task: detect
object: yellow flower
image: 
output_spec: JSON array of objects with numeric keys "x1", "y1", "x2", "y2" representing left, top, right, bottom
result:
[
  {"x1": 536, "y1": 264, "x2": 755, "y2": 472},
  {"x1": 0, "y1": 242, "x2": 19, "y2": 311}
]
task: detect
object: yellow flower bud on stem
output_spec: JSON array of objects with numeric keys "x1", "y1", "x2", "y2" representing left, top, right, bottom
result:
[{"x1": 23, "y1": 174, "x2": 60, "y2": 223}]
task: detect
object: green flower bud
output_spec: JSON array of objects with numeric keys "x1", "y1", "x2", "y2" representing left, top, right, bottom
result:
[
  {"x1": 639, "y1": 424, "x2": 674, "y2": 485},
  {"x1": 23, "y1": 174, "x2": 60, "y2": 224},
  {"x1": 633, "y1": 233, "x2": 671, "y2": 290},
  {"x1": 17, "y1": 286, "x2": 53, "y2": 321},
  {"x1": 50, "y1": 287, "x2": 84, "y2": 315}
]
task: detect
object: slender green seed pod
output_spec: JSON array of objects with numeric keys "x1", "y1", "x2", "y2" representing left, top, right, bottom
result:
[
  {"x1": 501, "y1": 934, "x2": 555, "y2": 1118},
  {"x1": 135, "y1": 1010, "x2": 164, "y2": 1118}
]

> _What is being asked_
Every single line of the listing must be retyped exactly.

> _Solution to the problem_
task: detect
object: yellow flower
image: 
output_spec: JSON array of objects with numeric keys "x1", "y1", "x2", "y2" representing left, top, right, bottom
result:
[
  {"x1": 536, "y1": 264, "x2": 755, "y2": 472},
  {"x1": 0, "y1": 242, "x2": 19, "y2": 311}
]
task: detect
object: yellow flower bud on stem
output_spec: JSON array of objects with numeric keys "x1", "y1", "x2", "y2" representing left, top, right, bottom
result:
[{"x1": 23, "y1": 174, "x2": 60, "y2": 223}]
task: detect
object: green flower bud
output_spec: JSON array of objects with numeric keys "x1", "y1", "x2", "y2" representing left, top, right, bottom
result:
[
  {"x1": 639, "y1": 424, "x2": 674, "y2": 485},
  {"x1": 23, "y1": 174, "x2": 60, "y2": 224},
  {"x1": 633, "y1": 233, "x2": 671, "y2": 290},
  {"x1": 17, "y1": 286, "x2": 53, "y2": 321},
  {"x1": 50, "y1": 287, "x2": 84, "y2": 315}
]
task: detect
object: slender green seed pod
output_spec: JSON array of objects with numeric keys "x1", "y1", "x2", "y2" representing left, top, right, bottom
result:
[
  {"x1": 501, "y1": 934, "x2": 555, "y2": 1118},
  {"x1": 135, "y1": 1010, "x2": 164, "y2": 1118}
]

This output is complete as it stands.